What you are asked to do —
Rewrite every item below, substituting "separated by a semicolon" for each occurrence of "separated by a comma" and leaving everything else unchanged.

-- start of Records for this exercise --

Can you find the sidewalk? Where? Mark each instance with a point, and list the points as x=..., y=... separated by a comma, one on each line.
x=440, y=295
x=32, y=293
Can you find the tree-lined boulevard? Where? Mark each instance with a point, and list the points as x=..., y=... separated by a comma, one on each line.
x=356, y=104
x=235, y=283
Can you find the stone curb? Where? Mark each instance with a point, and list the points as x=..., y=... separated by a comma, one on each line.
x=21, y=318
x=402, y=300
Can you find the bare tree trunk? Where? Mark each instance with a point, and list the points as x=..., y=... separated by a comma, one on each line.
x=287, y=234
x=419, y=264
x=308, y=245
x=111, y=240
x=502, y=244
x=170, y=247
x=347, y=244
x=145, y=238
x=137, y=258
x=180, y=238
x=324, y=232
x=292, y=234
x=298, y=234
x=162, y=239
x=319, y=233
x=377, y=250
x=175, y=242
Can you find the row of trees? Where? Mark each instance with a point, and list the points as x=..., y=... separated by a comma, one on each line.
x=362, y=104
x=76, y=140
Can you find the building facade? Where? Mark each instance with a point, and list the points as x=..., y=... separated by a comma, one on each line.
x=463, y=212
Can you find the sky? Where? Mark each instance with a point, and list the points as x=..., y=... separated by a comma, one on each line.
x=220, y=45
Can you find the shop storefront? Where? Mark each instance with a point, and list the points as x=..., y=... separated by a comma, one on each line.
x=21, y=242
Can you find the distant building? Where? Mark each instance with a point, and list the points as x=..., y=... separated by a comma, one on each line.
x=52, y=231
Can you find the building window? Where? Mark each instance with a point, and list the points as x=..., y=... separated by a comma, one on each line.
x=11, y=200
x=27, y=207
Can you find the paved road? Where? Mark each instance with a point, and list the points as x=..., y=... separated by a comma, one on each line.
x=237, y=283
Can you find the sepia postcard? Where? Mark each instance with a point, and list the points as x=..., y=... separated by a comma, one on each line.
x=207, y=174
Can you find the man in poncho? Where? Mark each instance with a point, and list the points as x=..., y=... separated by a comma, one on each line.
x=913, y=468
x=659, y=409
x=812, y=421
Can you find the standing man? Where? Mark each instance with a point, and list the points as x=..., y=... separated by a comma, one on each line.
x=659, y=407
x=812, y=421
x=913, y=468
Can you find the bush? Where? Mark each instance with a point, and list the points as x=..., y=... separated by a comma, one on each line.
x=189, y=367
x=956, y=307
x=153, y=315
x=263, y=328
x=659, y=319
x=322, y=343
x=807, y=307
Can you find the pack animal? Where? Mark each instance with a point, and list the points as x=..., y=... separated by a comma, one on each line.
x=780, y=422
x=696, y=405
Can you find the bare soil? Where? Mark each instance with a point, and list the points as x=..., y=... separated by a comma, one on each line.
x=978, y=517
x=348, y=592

-- end of Records for this exercise --

Exercise output —
Can you find the sidewalk? Where? Mark each instance with a point, and list the points as x=..., y=... separated by a semicolon, one on each line.
x=440, y=295
x=32, y=293
Can you find the tree-lined boulevard? Where? Mark each instance with a point, and list the points as x=..., y=... separated by a semicolon, one on each line.
x=356, y=104
x=235, y=283
Can you find the stone curb? Where? Mark each instance with a point, and list the points as x=..., y=... separated by a semicolon, one on each line.
x=21, y=318
x=402, y=300
Can you find the bare tree trunk? Where? Mark each instance with a point, and list the points as x=..., y=... separated by a semicolon, one on each line.
x=287, y=234
x=419, y=264
x=308, y=245
x=111, y=240
x=502, y=244
x=170, y=247
x=347, y=244
x=145, y=238
x=137, y=258
x=180, y=238
x=324, y=232
x=292, y=234
x=298, y=234
x=162, y=239
x=319, y=233
x=377, y=250
x=175, y=242
Can you find the row of trees? Where? Mark each instance with a point, and list the points as x=..., y=... separated by a semicolon, one on each line.
x=362, y=104
x=76, y=140
Can you find the building facade? Where? Mark each instance with a point, and list the points as x=..., y=... separated by a semicolon, one on each line.
x=463, y=212
Can you find the sky? Where? Mark each instance with a point, and list the points as x=..., y=... separated by a semicolon, one on each line.
x=220, y=45
Can you find the shop storefront? Where? Mark each instance with a point, and list the points as x=..., y=... separated by a semicolon, one on each line.
x=21, y=242
Can you find the distant building? Where? Mark each instance with a point, and list the points as x=..., y=... separated by a semicolon, one on each line.
x=52, y=231
Can you find the building window? Where? Mark each instance with a point, and list the points as x=..., y=... separated by a semicolon, one on each line.
x=11, y=200
x=27, y=207
Can you find the paved road? Where? Mark each instance with a point, and list the points as x=..., y=... separated by a semicolon, one on each line.
x=237, y=283
Can you find the sepia postcard? Where? Mark each instance with a point, and list the points as x=..., y=... separated by a semicolon, one on each line.
x=207, y=174
Can you find the man in poncho? Where? Mark each instance with a point, and list the points as x=..., y=... separated by a semicolon, one on each line.
x=913, y=468
x=659, y=409
x=812, y=421
Can you find the standing man? Where? Mark each instance with a point, and list the points as x=..., y=... separated by a semicolon, one on each line.
x=659, y=407
x=812, y=421
x=913, y=468
Can you find the bush? Where? Mark each instance with a point, and list the points as x=..., y=... separated by a semicolon, one on each line.
x=189, y=367
x=956, y=307
x=153, y=315
x=263, y=328
x=659, y=319
x=322, y=343
x=807, y=307
Can you find the pack animal? Where? Mark each instance with a point, and list the points as x=..., y=... separated by a semicolon, one on each line.
x=780, y=422
x=696, y=405
Can you find the bare soil? Where? Mark each instance with a point, and list the points as x=..., y=... separated by a semicolon, one on each line.
x=978, y=517
x=348, y=592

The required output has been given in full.